TASK REQUIREMENTS
According to the fan guide passage, what keeps the fan guide 30 from rotating once the gear case 3 is fixed to the motor housing 2?

PASSAGE
┌────────

In FIG. 5, a state in which a part of the structure shown in FIG. 4
(the external wall surface 32 and the rear slant surfaces 36a
through 36d in FIG. 4) can be seen from the exhaust holes 42a
through 42d is illustrated.
FIG. 6 is a side view of the fan guide 30 and the bearing holder
40. In this embodiment, the whole of the fan 25 is covered by the
fan guide 30 and the bearing holder 40. That is, the rear surface,
front surface and outer circumference surface of the fan 25 are
covered, but the external wall surface 32 covering the outer
circumference part of the fan 25 may also be integrally arranged
with the bearing holder 40 side instead of being arranged on the
fan guide 30 side. Besides, the external wall surface 32 covering
the outer circumference part of the fan 25 may also be formed using
the inner wall surface of the motor housing 2. The critical point
is that the fan chamber in which air flow is generated by the fan
25 is formed, the ventilation hole 31a which becomes the inlet of
the air and the exhaust holes 42a through 42d which become the
outlet of the air and are connected to the exhaust port 3b side of
the gear case 3 are arranged in the fan chamber, and a third air
passage (the branching passages 35a through 35d) is arranged to
circulate a portion of the air of the fan chamber to the
ventilation side (the upstream side of the air). That is, not all
the air generated by the fan 25 is discharged, and a portion of it
returns to the flow channel before entering the fan chamber. The
total air volume flowing from the branching passages 35a through
35d is preferably below 20% of the total air volume flowing from
the exhaust holes 42a through 42d at a speed close to the highest
speed of the motor 6 during idling, and the noise caused by
excessive turbulent flow can be suppressed.
FIG. 7 is a side view of the fan guide 30 and the bearing holder 40
from another lateral surface. In two positions on the outer
circumference part of the rear wall surface 31 of the fan guide 30,
dents 33a, 33b for baffling the fan guide 30 with respect to the
motor housing 2 are formed. Though it is not shown in this
specification, near the opening 2a (see FIG. 1) of the motor
housing 2, a step part engaging with the dents 33a, 33b which is
straight-line shaped in the circumferential direction is formed,
and when the gear case 3 is fixed to the motor housing 2, the dents
33a, 33b of the fan guide 30 engage with the step part of the motor
housing 2, thereby the fan guide 30 is fixed so as not to rotate in
the rotation direction. In this case, because the stator pressers
34a, 34b are formed in the fan guide 30, the movement of the motor
6 in the axis direction is stopped, and the function as a baffling
component in the rotation direction is realized.

└────────

[Referring expression data]

┌────────

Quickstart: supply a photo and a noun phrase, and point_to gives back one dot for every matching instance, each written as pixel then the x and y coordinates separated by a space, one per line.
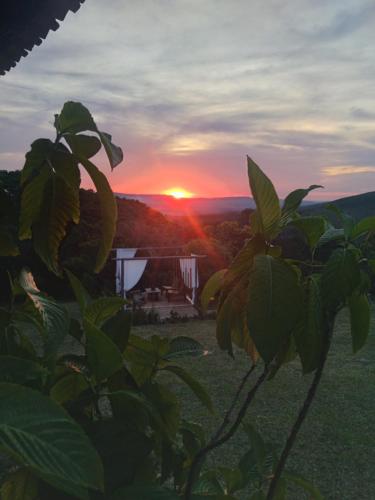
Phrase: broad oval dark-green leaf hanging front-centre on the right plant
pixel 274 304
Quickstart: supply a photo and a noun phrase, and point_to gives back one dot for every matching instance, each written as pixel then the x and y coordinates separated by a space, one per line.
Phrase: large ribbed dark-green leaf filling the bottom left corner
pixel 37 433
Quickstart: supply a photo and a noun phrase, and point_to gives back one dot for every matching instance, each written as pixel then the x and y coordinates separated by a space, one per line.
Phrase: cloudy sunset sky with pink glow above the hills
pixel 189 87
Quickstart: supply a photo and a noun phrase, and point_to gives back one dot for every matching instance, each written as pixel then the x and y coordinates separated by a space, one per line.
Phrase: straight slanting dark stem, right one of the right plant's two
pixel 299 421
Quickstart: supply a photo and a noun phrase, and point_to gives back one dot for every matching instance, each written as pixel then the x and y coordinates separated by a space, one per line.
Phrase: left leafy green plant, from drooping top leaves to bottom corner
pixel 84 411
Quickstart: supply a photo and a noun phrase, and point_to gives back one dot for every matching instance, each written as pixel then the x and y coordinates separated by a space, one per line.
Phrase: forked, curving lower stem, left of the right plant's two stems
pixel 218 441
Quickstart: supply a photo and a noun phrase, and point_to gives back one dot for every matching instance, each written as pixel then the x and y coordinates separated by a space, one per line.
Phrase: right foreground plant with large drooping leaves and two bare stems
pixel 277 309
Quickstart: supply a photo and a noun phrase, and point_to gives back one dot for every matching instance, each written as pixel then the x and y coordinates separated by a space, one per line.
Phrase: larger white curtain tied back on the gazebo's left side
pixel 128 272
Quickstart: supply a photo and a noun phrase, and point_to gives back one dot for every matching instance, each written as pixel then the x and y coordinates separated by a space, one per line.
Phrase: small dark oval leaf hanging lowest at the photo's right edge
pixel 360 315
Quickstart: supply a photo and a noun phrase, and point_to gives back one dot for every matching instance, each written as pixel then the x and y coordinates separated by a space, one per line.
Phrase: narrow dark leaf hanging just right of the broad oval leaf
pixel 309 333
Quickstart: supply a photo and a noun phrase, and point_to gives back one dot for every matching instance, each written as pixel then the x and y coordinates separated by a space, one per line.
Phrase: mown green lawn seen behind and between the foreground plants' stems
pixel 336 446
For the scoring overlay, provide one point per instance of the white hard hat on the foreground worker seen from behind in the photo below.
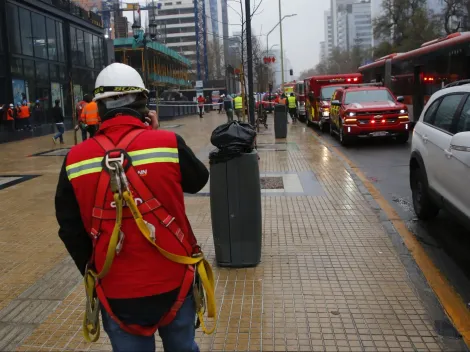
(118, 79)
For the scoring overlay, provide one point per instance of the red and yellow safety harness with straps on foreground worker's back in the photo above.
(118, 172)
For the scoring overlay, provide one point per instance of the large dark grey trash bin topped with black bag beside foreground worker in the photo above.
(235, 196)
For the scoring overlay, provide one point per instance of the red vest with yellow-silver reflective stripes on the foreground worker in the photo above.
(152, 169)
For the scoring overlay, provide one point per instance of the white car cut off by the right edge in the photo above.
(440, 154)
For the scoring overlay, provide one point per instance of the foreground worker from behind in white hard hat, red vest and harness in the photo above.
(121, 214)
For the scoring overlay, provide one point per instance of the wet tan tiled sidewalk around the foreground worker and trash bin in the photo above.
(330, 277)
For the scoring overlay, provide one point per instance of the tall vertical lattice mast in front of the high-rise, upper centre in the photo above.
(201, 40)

└────────

SOLUTION
When the gear case 3 is fixed to the motor housing 2, the dents 33a, 33b on the outer circumference of the fan guide's rear wall surface 31 engage with a step part formed near the opening 2a of the motor housing 2. That step part is straight-line shaped in the circumferential direction, so the engagement holds the fan guide 30 against turning in the rotation direction.